課題 :: 以下の一覧から、文字列「cone」を含む行をすべて返せ。大文字と小文字は区別する。

対象一覧 ::
▬▬▬▬▬▬▬▬▬▬

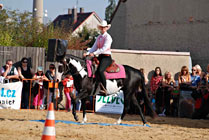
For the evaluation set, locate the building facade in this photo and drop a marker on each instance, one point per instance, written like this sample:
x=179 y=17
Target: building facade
x=163 y=25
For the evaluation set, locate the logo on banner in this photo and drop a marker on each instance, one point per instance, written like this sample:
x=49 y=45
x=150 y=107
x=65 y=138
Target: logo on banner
x=10 y=95
x=110 y=104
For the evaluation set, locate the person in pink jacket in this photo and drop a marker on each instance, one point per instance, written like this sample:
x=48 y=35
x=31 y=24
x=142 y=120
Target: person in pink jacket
x=102 y=48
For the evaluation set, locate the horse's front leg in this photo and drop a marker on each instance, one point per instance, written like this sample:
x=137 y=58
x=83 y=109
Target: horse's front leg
x=83 y=101
x=135 y=102
x=74 y=109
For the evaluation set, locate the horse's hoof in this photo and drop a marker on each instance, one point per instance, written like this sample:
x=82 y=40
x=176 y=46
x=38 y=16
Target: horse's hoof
x=76 y=118
x=147 y=125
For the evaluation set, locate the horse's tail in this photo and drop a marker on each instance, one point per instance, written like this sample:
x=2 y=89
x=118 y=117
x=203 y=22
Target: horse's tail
x=147 y=102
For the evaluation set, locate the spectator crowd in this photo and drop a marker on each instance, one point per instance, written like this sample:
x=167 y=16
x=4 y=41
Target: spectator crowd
x=163 y=90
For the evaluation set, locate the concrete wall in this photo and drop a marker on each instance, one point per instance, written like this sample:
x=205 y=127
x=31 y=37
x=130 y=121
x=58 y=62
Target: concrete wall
x=167 y=61
x=163 y=25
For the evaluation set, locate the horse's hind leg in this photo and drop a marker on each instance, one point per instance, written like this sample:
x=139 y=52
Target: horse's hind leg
x=135 y=102
x=125 y=109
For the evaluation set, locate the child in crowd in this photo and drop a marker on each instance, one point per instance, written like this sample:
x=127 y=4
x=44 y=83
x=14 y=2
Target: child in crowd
x=68 y=89
x=39 y=91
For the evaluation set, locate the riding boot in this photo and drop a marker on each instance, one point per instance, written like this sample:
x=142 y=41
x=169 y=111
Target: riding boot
x=103 y=89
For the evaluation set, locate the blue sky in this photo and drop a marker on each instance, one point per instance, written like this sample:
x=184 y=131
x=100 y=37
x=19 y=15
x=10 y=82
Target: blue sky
x=57 y=7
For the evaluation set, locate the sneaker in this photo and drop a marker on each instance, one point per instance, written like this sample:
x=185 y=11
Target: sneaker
x=41 y=107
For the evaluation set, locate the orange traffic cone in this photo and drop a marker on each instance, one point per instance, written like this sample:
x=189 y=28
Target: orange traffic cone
x=49 y=127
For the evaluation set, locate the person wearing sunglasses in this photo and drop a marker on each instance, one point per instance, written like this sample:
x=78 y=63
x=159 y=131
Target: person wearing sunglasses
x=9 y=71
x=51 y=75
x=25 y=72
x=195 y=79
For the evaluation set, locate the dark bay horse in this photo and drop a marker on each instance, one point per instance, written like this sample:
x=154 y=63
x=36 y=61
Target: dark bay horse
x=131 y=85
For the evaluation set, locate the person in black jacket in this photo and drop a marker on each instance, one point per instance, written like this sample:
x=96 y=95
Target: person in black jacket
x=9 y=72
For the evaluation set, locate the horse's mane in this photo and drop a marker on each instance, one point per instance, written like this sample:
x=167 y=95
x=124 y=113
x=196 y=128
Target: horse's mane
x=79 y=67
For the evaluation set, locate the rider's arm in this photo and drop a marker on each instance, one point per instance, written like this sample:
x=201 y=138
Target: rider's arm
x=106 y=46
x=93 y=49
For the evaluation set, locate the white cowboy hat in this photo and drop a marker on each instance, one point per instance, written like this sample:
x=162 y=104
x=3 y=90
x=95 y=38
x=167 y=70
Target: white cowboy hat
x=104 y=24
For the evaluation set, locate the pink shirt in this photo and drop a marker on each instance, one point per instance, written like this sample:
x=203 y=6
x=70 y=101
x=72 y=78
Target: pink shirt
x=102 y=45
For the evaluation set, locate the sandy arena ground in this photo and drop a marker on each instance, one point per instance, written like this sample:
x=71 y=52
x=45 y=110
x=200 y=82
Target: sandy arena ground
x=16 y=125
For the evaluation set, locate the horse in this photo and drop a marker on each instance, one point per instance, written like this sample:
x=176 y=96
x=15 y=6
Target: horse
x=131 y=85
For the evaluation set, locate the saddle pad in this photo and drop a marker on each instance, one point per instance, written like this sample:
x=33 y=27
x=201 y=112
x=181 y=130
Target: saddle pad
x=117 y=75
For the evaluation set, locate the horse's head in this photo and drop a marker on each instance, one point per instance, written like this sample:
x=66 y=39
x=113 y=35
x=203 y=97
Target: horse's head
x=76 y=67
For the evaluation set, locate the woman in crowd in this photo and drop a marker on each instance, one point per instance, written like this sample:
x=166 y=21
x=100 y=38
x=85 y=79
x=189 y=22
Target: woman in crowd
x=155 y=84
x=195 y=79
x=51 y=75
x=145 y=76
x=39 y=90
x=25 y=72
x=184 y=76
x=68 y=90
x=199 y=72
x=168 y=87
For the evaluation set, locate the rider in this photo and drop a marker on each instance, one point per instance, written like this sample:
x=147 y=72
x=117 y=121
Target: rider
x=102 y=47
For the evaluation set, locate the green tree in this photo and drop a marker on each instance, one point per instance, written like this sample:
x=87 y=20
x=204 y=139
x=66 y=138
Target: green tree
x=20 y=29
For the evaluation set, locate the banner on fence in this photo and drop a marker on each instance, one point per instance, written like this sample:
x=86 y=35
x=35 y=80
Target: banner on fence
x=110 y=104
x=10 y=95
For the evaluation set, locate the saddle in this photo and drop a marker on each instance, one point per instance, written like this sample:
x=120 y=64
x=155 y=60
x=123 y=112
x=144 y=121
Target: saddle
x=113 y=68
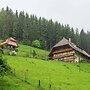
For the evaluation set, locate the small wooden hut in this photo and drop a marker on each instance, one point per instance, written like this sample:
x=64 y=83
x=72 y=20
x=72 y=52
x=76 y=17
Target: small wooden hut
x=9 y=43
x=65 y=50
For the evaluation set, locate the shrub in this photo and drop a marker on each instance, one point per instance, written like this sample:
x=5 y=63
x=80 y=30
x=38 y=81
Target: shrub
x=13 y=53
x=36 y=44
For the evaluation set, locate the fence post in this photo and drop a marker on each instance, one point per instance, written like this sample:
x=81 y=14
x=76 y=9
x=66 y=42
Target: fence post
x=26 y=75
x=39 y=83
x=14 y=72
x=49 y=86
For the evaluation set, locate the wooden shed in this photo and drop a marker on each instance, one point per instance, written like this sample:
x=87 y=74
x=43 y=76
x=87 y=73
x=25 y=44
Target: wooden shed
x=9 y=43
x=65 y=50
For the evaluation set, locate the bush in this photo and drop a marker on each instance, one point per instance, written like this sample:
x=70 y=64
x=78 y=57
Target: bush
x=36 y=44
x=13 y=53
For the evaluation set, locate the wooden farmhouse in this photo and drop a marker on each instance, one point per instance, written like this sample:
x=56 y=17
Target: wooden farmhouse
x=65 y=50
x=9 y=43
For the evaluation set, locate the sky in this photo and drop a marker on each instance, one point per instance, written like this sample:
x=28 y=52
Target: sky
x=76 y=13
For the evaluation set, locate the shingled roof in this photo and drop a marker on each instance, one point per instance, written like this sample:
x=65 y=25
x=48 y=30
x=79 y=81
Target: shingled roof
x=64 y=41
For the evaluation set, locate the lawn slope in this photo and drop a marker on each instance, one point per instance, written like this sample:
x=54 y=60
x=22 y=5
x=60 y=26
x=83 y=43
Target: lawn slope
x=60 y=75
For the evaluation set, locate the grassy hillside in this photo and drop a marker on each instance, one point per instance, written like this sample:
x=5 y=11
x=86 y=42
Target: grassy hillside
x=53 y=75
x=27 y=51
x=61 y=75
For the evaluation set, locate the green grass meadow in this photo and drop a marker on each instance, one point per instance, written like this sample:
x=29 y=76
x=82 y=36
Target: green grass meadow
x=53 y=75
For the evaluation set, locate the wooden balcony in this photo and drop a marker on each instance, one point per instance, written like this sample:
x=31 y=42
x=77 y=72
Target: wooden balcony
x=69 y=59
x=63 y=50
x=62 y=56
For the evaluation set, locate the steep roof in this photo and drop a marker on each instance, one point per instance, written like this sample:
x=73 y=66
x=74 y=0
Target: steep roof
x=64 y=41
x=7 y=41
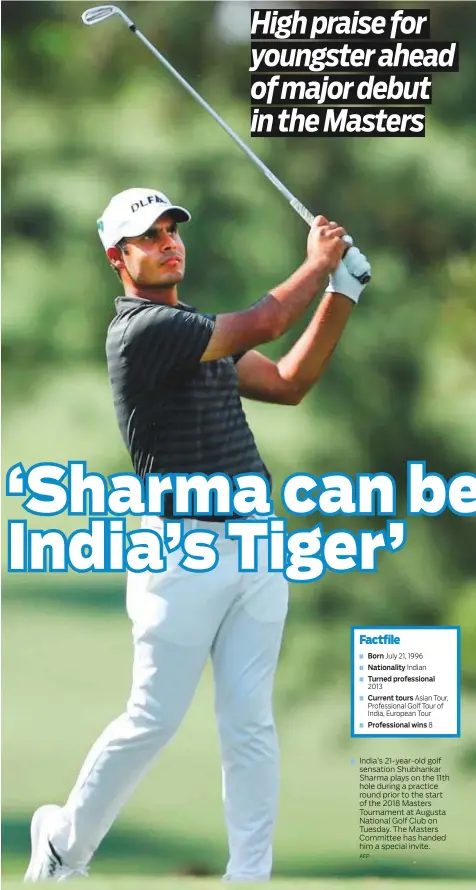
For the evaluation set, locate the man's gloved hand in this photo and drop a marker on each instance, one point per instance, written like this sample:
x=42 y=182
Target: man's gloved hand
x=344 y=279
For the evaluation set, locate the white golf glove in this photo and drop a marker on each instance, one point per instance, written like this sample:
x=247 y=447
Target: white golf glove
x=345 y=278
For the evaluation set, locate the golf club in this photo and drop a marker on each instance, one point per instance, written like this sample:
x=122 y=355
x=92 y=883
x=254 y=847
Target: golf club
x=98 y=14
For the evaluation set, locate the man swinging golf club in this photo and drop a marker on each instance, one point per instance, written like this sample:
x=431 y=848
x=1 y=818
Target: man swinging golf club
x=177 y=378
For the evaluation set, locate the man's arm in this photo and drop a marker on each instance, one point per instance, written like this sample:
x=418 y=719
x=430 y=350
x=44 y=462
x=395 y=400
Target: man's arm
x=283 y=306
x=287 y=381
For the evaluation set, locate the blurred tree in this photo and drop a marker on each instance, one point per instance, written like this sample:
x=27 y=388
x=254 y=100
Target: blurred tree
x=87 y=112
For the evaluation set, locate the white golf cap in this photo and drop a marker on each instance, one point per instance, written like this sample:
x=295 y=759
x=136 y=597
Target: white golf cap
x=132 y=212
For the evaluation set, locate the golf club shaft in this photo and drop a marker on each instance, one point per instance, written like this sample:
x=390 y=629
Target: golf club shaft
x=303 y=212
x=94 y=15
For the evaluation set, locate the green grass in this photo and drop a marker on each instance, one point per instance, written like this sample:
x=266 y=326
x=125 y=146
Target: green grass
x=141 y=883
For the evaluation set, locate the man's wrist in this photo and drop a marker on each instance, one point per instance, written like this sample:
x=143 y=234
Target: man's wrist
x=318 y=267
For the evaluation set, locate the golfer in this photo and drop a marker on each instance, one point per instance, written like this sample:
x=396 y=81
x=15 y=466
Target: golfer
x=177 y=378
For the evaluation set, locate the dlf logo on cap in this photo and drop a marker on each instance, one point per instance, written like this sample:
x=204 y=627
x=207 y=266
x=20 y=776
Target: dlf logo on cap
x=149 y=200
x=132 y=212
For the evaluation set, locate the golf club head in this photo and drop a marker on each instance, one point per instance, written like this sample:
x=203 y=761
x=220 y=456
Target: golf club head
x=98 y=14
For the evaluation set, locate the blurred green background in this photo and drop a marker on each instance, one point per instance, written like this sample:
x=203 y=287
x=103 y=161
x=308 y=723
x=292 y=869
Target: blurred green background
x=86 y=113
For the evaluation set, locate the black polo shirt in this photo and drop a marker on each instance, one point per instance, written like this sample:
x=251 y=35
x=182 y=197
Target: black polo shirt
x=175 y=413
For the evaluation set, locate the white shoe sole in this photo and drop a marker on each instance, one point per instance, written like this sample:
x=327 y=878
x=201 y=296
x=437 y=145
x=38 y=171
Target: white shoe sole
x=39 y=841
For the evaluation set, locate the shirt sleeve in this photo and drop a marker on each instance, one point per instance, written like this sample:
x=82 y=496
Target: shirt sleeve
x=162 y=339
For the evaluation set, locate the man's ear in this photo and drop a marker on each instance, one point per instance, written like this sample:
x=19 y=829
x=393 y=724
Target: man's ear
x=114 y=255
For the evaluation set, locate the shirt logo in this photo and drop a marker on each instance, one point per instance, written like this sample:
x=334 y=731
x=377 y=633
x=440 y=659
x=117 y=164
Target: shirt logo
x=144 y=202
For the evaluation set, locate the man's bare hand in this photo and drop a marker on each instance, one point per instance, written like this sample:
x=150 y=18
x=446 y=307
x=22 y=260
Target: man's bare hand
x=325 y=246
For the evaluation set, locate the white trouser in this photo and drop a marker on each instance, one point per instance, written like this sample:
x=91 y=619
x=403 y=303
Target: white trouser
x=179 y=618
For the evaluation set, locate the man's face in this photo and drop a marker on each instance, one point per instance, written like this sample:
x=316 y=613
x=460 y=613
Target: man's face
x=154 y=259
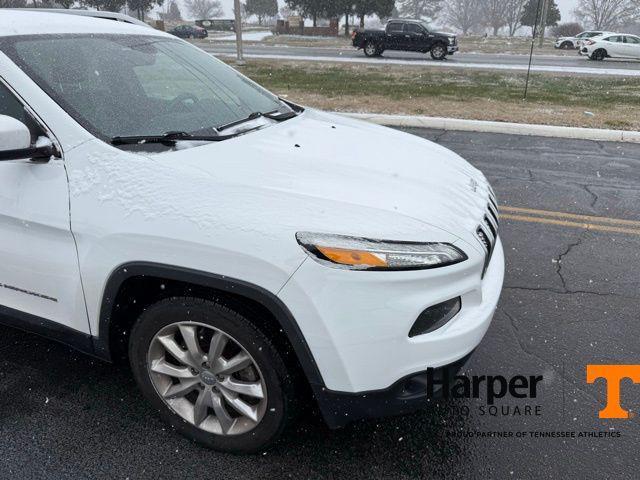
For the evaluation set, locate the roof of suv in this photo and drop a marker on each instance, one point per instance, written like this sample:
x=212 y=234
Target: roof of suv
x=25 y=22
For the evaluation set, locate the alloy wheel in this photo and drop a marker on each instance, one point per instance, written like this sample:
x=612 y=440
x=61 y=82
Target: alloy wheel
x=205 y=376
x=438 y=52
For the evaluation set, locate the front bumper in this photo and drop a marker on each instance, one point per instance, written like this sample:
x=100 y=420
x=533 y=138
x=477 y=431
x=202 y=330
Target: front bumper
x=407 y=395
x=357 y=323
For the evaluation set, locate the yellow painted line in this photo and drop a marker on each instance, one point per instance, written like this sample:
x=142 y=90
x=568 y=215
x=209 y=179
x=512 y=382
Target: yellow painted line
x=569 y=216
x=568 y=223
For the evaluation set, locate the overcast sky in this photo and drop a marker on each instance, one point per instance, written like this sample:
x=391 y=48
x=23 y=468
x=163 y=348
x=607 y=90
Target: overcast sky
x=566 y=8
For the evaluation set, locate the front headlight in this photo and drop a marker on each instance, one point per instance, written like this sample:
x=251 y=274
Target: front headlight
x=356 y=253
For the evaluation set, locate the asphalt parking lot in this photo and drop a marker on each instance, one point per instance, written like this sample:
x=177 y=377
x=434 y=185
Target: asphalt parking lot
x=570 y=299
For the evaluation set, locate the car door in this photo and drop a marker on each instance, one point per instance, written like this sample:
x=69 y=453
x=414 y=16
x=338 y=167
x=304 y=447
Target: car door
x=39 y=273
x=631 y=46
x=396 y=36
x=416 y=37
x=614 y=45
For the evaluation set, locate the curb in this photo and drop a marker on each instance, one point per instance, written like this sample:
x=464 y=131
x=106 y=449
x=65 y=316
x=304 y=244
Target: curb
x=459 y=124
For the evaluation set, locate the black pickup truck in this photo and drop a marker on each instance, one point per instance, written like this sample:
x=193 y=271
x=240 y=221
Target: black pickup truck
x=409 y=35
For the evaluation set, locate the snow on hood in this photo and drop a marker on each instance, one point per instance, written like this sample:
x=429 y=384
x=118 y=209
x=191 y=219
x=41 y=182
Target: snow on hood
x=319 y=157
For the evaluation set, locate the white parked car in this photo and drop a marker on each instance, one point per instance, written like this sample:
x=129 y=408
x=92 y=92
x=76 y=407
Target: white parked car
x=238 y=249
x=567 y=43
x=612 y=46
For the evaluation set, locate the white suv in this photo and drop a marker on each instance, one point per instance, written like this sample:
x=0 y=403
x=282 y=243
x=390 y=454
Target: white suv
x=238 y=249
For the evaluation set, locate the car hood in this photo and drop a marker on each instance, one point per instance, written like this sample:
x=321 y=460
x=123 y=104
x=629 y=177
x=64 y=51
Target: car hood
x=329 y=158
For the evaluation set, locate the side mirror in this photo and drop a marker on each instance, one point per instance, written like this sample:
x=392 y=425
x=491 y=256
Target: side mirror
x=15 y=142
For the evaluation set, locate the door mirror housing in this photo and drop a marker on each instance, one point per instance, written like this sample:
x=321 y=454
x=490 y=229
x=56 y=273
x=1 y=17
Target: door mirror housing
x=15 y=142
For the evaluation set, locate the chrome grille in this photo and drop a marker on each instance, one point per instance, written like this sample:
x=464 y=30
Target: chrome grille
x=487 y=231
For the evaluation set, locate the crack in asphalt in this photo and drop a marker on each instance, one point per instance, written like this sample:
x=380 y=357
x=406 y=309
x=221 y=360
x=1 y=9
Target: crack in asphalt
x=570 y=292
x=437 y=138
x=555 y=368
x=558 y=262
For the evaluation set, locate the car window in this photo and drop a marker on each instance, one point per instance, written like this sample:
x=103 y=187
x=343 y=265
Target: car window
x=10 y=105
x=117 y=85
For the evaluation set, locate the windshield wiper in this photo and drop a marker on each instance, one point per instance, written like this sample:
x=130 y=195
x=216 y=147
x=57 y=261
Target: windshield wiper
x=170 y=138
x=274 y=115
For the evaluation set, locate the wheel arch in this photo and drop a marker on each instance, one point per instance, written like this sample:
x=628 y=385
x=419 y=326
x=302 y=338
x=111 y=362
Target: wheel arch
x=151 y=282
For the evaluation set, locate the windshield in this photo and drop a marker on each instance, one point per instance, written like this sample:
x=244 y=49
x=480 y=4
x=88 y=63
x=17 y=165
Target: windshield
x=124 y=85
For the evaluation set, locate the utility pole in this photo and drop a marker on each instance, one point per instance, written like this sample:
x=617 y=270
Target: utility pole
x=543 y=21
x=236 y=7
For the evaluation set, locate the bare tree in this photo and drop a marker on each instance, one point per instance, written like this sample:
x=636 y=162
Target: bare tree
x=419 y=8
x=513 y=10
x=463 y=15
x=494 y=15
x=608 y=14
x=203 y=9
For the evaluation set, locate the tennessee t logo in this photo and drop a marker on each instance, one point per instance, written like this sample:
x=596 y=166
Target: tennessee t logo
x=613 y=375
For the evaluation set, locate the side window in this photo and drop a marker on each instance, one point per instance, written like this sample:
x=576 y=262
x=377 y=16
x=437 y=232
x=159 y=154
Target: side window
x=10 y=105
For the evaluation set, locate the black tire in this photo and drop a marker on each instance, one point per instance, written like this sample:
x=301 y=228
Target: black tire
x=438 y=51
x=371 y=49
x=281 y=394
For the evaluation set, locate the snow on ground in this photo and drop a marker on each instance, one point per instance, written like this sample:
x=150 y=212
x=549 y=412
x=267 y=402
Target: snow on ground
x=256 y=36
x=618 y=72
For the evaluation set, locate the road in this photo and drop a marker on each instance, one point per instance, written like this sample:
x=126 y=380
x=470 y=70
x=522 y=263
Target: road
x=570 y=299
x=508 y=62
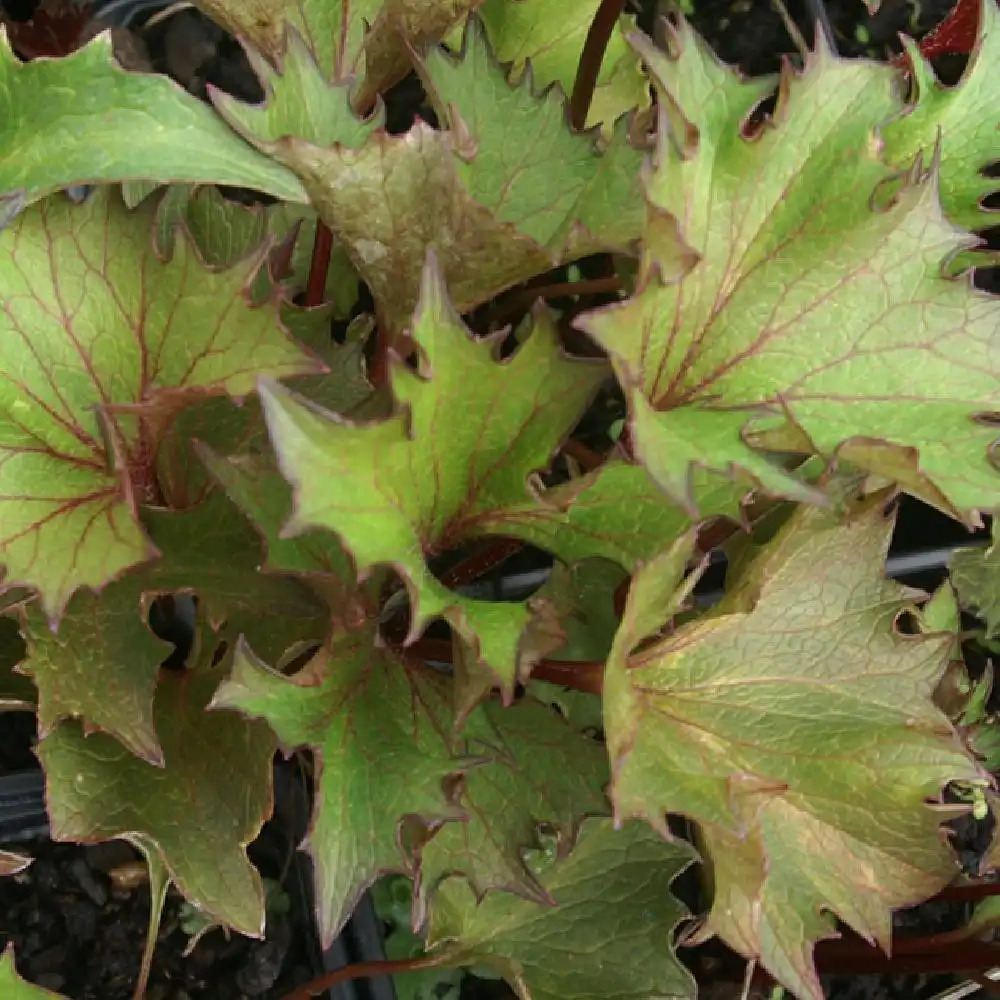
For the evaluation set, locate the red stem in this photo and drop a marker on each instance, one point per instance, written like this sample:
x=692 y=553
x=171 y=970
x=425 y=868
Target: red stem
x=361 y=970
x=590 y=60
x=319 y=265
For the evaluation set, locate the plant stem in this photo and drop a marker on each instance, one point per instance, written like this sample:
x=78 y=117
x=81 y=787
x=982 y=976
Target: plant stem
x=590 y=61
x=361 y=970
x=319 y=265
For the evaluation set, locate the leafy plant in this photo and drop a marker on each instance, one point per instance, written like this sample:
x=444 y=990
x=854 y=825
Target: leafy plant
x=766 y=280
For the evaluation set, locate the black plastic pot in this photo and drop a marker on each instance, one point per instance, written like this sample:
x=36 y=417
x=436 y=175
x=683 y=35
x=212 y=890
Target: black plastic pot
x=23 y=822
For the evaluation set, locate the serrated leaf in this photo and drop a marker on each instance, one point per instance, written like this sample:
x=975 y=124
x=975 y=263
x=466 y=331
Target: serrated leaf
x=197 y=812
x=213 y=551
x=17 y=692
x=11 y=863
x=97 y=337
x=396 y=498
x=508 y=193
x=83 y=119
x=14 y=987
x=796 y=726
x=616 y=513
x=366 y=39
x=550 y=34
x=961 y=117
x=538 y=770
x=808 y=298
x=625 y=876
x=975 y=575
x=380 y=731
x=100 y=667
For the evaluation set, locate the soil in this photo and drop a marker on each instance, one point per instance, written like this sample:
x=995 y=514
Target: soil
x=78 y=920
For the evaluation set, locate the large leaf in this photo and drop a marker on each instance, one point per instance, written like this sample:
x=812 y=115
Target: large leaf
x=961 y=117
x=540 y=770
x=98 y=339
x=508 y=192
x=399 y=491
x=379 y=728
x=550 y=34
x=14 y=987
x=809 y=296
x=796 y=726
x=975 y=574
x=335 y=33
x=100 y=666
x=616 y=512
x=196 y=813
x=83 y=119
x=609 y=934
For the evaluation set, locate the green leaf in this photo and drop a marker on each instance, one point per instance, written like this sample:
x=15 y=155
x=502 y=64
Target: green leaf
x=367 y=39
x=396 y=496
x=100 y=667
x=786 y=305
x=621 y=876
x=197 y=812
x=215 y=552
x=83 y=119
x=14 y=987
x=961 y=117
x=975 y=575
x=379 y=728
x=795 y=725
x=507 y=193
x=539 y=770
x=99 y=340
x=551 y=34
x=616 y=513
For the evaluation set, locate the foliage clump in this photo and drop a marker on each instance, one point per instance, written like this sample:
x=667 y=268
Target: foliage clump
x=323 y=422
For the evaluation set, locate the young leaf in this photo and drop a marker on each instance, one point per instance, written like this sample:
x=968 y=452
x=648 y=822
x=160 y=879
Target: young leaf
x=623 y=876
x=100 y=667
x=11 y=863
x=961 y=117
x=137 y=127
x=812 y=297
x=538 y=770
x=97 y=338
x=508 y=193
x=796 y=726
x=616 y=512
x=197 y=812
x=379 y=729
x=14 y=987
x=551 y=34
x=367 y=39
x=396 y=495
x=975 y=575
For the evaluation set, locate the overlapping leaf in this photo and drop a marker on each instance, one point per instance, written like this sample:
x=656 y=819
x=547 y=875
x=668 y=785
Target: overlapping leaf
x=14 y=987
x=99 y=337
x=83 y=119
x=196 y=813
x=811 y=292
x=551 y=35
x=336 y=33
x=975 y=574
x=607 y=936
x=962 y=118
x=380 y=730
x=539 y=770
x=616 y=512
x=396 y=494
x=796 y=725
x=507 y=193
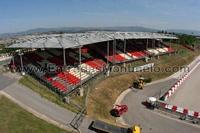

▬▬▬▬▬▬▬▬▬▬

解答例 ::
For the evaluation set, locate the orange traffic cone in this photo and drop a marker on each instance, one point per instance, written like this sample:
Target: orange traffic cone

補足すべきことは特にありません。